▸ **Exercise**:
Copy the listing below word for word, from the line containing "Check that every instance of the hazy" through the end of the listing, and leave out the pictures.

▸ **Material for the task**:
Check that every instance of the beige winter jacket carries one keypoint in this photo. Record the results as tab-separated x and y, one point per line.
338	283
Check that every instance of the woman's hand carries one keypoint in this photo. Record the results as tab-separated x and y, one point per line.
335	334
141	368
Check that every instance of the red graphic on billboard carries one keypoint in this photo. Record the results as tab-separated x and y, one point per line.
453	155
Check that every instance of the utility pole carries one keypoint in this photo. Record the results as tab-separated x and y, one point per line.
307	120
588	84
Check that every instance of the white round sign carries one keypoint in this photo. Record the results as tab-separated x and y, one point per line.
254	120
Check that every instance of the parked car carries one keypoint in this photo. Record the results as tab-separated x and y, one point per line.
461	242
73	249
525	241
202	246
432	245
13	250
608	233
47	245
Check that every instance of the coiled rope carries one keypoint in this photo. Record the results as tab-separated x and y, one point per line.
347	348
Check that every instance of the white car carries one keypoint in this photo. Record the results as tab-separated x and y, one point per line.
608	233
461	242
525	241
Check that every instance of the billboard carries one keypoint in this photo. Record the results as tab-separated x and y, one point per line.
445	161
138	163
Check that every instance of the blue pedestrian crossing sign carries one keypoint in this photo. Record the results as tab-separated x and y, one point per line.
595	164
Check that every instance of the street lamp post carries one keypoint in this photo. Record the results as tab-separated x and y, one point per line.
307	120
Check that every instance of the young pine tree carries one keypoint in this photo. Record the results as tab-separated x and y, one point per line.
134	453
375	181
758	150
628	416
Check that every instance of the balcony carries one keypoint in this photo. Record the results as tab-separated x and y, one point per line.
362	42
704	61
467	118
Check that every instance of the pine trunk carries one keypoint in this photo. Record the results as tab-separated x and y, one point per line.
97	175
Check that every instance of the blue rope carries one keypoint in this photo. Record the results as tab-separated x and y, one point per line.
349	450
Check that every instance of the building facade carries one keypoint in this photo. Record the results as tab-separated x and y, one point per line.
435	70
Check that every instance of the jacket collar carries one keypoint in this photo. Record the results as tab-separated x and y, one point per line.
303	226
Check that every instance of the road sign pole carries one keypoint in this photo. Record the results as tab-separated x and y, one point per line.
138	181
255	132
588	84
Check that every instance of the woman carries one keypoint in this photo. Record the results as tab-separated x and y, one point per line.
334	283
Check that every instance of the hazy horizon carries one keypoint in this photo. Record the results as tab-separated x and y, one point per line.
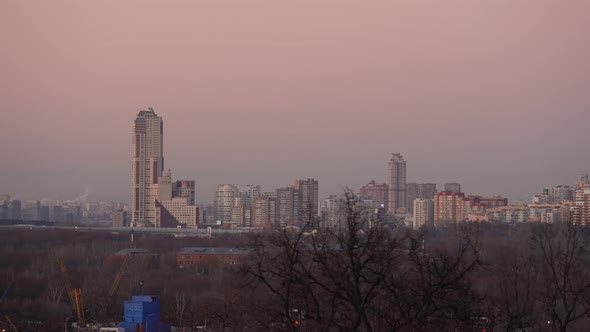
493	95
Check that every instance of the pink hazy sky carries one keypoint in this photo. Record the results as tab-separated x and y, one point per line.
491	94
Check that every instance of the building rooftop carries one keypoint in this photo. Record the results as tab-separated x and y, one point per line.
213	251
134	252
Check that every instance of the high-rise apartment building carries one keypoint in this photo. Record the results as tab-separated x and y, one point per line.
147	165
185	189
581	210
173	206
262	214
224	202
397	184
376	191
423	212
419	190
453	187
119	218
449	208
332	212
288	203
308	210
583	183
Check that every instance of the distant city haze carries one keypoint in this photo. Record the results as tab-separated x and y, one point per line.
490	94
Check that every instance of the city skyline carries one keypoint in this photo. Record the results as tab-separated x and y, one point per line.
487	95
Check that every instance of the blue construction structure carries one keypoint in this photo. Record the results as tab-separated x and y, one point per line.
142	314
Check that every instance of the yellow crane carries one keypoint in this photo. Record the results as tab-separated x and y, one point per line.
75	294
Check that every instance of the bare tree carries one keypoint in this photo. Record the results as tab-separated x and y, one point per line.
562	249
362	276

▸ **Right answer**:
Check that every instance of the hazy horizon carries one keypoint in this photo. Record the results as tab-separated x and y, one point per line.
493	95
Check that every instance of the pink hazy sky carries one keypoint in this photo. Record the results as tab-separated x and y, one point per line.
491	94
Check that every instance of the building rooftop carries one keypoint in this photo. Record the results as tab-separated x and y, one point per line.
213	251
134	252
Check that every instance of the high-rise apartment building carries one keypoint in this photo. Record the results as tab-separated x and y, one point per line.
147	165
185	189
581	210
173	206
262	214
224	202
397	184
376	191
423	212
419	190
453	187
119	218
449	208
332	212
288	203
308	210
583	183
Check that every instance of the distant city haze carries one keypoint in this photo. Record the results as tab-separated x and y, one point per line.
490	94
Check that every instance of the city skyline carries one keypoint in this photo. Record the results as tab-separated x and y, one point per line.
487	95
Check that every instance of the blue construction structure carries one keypoint in this photo. Record the results as tab-separated x and y, one point per line.
142	314
Check that every instance of the yellow crane carries one keypoint in this photo. Record the results as tab-separated x and y, one point per line.
75	294
Check that every instance of the bare tree carries one keypoint in this photo. Record the results as tab-separated x and y, one point per line.
562	249
362	276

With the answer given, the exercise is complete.